start

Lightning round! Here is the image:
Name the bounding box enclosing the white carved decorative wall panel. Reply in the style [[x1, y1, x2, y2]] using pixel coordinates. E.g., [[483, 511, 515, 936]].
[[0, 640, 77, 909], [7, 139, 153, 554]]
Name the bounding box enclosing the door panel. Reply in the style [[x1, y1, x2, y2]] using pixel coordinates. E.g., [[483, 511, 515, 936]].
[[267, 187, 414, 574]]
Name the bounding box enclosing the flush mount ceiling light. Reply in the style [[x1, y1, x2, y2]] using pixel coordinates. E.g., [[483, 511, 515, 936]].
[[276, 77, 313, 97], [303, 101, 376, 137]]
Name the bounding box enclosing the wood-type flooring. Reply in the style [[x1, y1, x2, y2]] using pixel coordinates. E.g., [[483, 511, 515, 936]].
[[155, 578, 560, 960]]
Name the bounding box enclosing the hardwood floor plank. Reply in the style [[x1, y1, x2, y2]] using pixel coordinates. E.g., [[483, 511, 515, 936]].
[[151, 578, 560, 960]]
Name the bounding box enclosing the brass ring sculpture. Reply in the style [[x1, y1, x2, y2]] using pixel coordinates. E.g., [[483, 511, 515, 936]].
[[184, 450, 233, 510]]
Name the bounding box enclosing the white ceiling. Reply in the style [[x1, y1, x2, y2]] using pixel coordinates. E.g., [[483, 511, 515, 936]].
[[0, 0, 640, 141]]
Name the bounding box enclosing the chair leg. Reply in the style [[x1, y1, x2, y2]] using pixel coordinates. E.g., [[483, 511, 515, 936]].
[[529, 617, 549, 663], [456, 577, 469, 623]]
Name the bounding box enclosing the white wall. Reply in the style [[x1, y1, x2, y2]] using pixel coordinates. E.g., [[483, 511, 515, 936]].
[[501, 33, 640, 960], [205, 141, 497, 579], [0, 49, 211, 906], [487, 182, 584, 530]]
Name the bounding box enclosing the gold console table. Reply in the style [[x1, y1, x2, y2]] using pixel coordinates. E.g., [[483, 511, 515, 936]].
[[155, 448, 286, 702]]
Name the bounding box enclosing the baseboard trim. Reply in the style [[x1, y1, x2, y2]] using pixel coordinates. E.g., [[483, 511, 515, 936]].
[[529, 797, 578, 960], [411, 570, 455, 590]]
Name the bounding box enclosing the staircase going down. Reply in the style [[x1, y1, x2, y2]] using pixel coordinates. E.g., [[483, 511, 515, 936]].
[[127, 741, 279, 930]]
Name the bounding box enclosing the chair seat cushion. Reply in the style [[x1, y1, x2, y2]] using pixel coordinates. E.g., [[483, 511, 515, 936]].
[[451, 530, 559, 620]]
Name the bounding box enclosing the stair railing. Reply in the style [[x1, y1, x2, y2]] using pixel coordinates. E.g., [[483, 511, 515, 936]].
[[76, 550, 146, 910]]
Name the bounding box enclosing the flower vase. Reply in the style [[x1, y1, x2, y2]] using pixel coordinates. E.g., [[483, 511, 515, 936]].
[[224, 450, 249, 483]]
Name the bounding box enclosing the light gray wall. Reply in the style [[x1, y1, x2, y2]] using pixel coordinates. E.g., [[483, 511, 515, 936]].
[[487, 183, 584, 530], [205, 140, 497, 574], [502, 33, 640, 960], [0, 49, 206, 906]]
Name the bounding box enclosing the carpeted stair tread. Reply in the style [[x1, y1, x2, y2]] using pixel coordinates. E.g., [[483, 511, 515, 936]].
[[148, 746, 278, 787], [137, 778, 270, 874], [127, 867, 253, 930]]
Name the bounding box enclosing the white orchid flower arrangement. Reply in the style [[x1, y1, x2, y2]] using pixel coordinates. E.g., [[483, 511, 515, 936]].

end

Reproduce all of the lines above, substituting "absolute pixel coordinates" for each occurrence of "pixel coordinates" and leaving everything else unchanged.

■ The completed task ■
Lightning round! Here is the image:
Name the bounding box enclosing the white carved decorative wall panel. Reply in the style [[x1, y1, x2, y2]] using absolute pixel coordinates. E.g., [[483, 511, 515, 936]].
[[0, 640, 77, 909], [7, 139, 153, 554]]
Name the bounding box enclosing the door panel. Reply in the style [[x1, y1, x2, y2]] using absolute pixel coordinates. E.g., [[483, 511, 515, 936]].
[[267, 187, 414, 574]]
Name the bounding box enclosing the flush mount ceiling light. Reply in the style [[x1, y1, x2, y2]] using absolute pixel coordinates. E.g., [[483, 511, 515, 936]].
[[276, 77, 313, 97], [303, 101, 376, 137]]
Name the bounding box enclosing the wood-type flooring. Reply in the style [[x1, y1, x2, y2]] using absolute pixel coordinates. E.g., [[483, 511, 515, 936]].
[[155, 578, 560, 960]]
Name the bounding box enclosing the hardwood floor plank. Reply in the style [[x1, y1, x2, y2]] using absolute pixel coordinates. E.g., [[483, 511, 515, 936]].
[[151, 578, 560, 960]]
Name the bounding box enclosing the brass ring sculpture. Reply in the style [[x1, y1, x2, y2]] using absolute pixel coordinates. E.g., [[483, 511, 515, 936]].
[[184, 450, 233, 510]]
Name the bounding box enclosing the white ceiling. Reply in the style [[x1, y1, x2, y2]] using absolute pixel coordinates. E.g., [[483, 511, 515, 936]].
[[0, 0, 640, 141]]
Name the bounding box enclosing the chair leg. Reply in the style [[x1, y1, x2, y2]] using absolute pixel coordinates. E.g., [[483, 511, 515, 936]].
[[529, 617, 549, 663], [456, 577, 469, 623]]
Name the bounding box enclosing the white wall. Reply in the style [[x1, y1, x2, y2]] using absolute pixel coordinates. E.g., [[483, 511, 515, 936]].
[[501, 33, 640, 960], [205, 141, 497, 579], [0, 49, 211, 906], [487, 182, 584, 530]]
Name the bounding box enclosing the gold console table. Reply in the style [[x1, y1, x2, y2]] using absolute pixel coordinates. E.g., [[483, 511, 515, 936]].
[[155, 448, 286, 702]]
Name the bounding box enclosing the baseboard trim. Reply in the style [[x1, y1, x2, y2]] using absolute pixel coordinates. E.g., [[483, 511, 515, 936]].
[[529, 797, 578, 960], [411, 570, 455, 590]]
Name the bounding box enclosing the staircase going down. Reply in the style [[x1, y1, x2, y2]] using absolute pixel coordinates. E.g., [[483, 511, 515, 936]].
[[127, 741, 279, 930]]
Name the bounding box enclosing the chair seat cushion. Reply in the style [[x1, y1, x2, y2]] using absolute pixel coordinates. E.g., [[483, 511, 515, 936]].
[[451, 530, 559, 620]]
Name the bounding box enclosing the stair railing. Reply in the style [[x1, y1, x2, y2]] using absolute pixel coordinates. E.g., [[483, 511, 515, 936]].
[[76, 550, 146, 910]]
Name the bounding box enclosing the flower vase. Reply in the style [[x1, y1, x2, y2]] using absolute pixel coordinates. E.g., [[483, 511, 515, 936]].
[[224, 450, 249, 483]]
Name the bounding box enclosing the light gray wall. Reply in the style [[x1, y1, x2, y2]] using absolute pixel coordinates. E.g., [[483, 511, 515, 936]].
[[487, 183, 584, 530], [205, 140, 497, 574], [502, 33, 640, 960], [0, 49, 206, 906]]
Name the bounding box enclosing the carpeted stair tread. Reply in the style [[x1, y1, x2, y2]] using absolute pixel coordinates. E.g., [[483, 511, 515, 936]].
[[148, 746, 278, 787], [137, 778, 270, 874], [127, 867, 253, 930]]
Name the bounding box enclosing the white orchid flower arrangement. Reply in the style [[x1, y1, x2, y2]] using absolute pixel coordinates. E.g., [[483, 511, 515, 936]].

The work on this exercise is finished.